### WHAT THE TASK ASKS
The required output is an exact copy of the lines from the one containing "Expected content: overcast" through the end of the entries below, with pictures removed.

[Collected data]
=-=-=

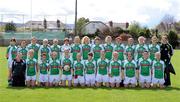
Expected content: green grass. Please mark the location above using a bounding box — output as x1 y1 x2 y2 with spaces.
0 47 180 102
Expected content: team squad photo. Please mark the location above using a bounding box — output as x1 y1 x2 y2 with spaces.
7 35 174 88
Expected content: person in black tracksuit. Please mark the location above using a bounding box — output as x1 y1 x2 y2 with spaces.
11 53 26 86
160 35 175 87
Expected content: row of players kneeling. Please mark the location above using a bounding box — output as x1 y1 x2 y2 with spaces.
27 72 165 88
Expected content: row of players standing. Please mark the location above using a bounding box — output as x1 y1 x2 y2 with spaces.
7 35 174 87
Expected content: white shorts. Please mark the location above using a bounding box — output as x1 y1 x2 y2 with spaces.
73 76 85 84
96 74 109 83
61 75 72 81
139 75 151 83
152 78 165 85
109 76 121 84
8 60 13 69
49 75 60 83
124 77 137 85
85 74 95 85
39 74 48 82
26 75 36 81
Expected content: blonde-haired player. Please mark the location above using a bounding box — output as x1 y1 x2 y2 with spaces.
109 51 122 88
61 48 73 87
26 49 38 87
39 39 51 62
104 36 114 61
135 36 149 61
49 51 60 87
81 36 92 60
152 52 165 88
73 53 85 87
96 50 110 87
51 39 61 60
71 36 82 61
149 36 160 61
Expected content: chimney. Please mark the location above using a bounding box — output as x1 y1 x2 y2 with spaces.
109 21 113 27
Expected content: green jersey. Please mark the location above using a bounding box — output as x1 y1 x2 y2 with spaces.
82 44 91 60
138 58 152 76
73 60 84 76
39 61 49 74
125 45 135 58
149 44 160 61
104 43 114 60
51 45 61 60
114 44 125 61
84 60 96 74
152 60 165 79
97 58 109 75
49 60 60 75
7 45 18 60
109 60 121 76
135 44 149 60
18 47 28 60
123 60 137 78
92 44 104 61
27 43 40 60
40 45 51 61
61 56 73 75
26 58 37 76
71 44 82 61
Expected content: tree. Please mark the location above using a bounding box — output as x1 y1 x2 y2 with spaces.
157 14 176 33
128 21 141 38
168 30 179 49
77 17 89 34
5 22 16 32
43 18 47 31
111 27 124 38
57 19 60 29
139 27 151 38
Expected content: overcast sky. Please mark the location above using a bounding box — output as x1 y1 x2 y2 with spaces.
0 0 180 28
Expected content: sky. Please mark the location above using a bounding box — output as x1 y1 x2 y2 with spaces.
0 0 180 28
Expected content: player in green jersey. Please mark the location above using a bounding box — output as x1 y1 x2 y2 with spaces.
81 36 92 60
135 36 149 61
149 36 160 61
26 49 38 87
73 53 85 87
27 37 40 60
49 51 61 87
39 39 51 62
152 52 165 88
138 51 152 88
96 50 110 87
71 36 82 61
38 53 49 87
123 52 138 88
109 51 122 88
61 48 73 87
104 36 114 61
6 38 18 85
84 52 96 87
114 36 125 61
51 39 61 60
92 37 104 62
61 38 71 54
18 40 28 60
125 38 136 59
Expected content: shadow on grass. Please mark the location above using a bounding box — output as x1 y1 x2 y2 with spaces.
6 86 180 91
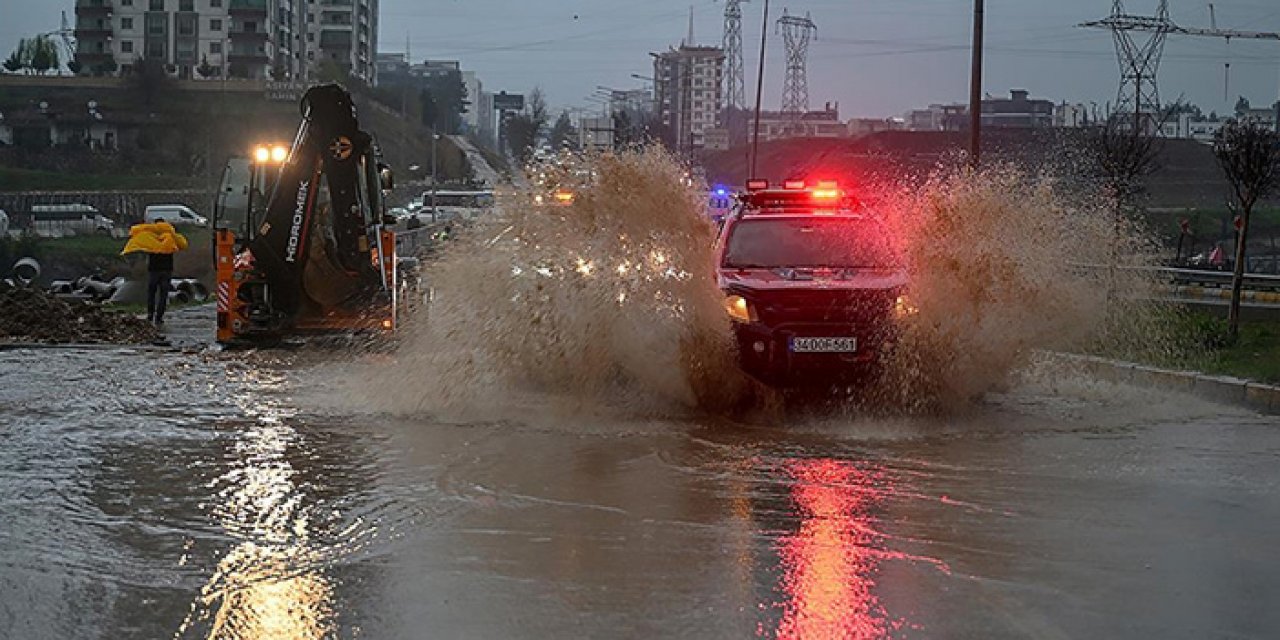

=-=-=

### TASK RESPONSE
Expected content: overcast sky. Please mark the location above using a bounding box — output as x1 y1 x2 y2 with spaces.
0 0 180 28
Expected content: sky. Please mark the location above using a bounding box — output as x1 y1 x2 y2 with spaces.
0 0 180 28
Expected content: player in green jersey. Please mark the location above using a bounding box — output as x1 y1 x2 y2 with spaces.
81 36 92 60
135 36 149 61
149 36 160 61
26 49 38 87
73 53 85 87
27 37 40 60
49 51 61 87
39 39 51 62
152 52 165 88
138 51 152 88
96 50 110 87
71 36 82 61
38 53 49 87
123 52 138 88
109 51 122 88
61 48 73 87
104 36 114 61
6 38 18 85
84 52 96 87
114 36 125 61
51 39 61 60
92 37 104 62
61 38 71 54
18 40 28 60
125 38 136 59
Expected content: shadow on grass. Please mark the location above using a bounding box — output as x1 y1 x2 y2 with spaces.
6 86 180 91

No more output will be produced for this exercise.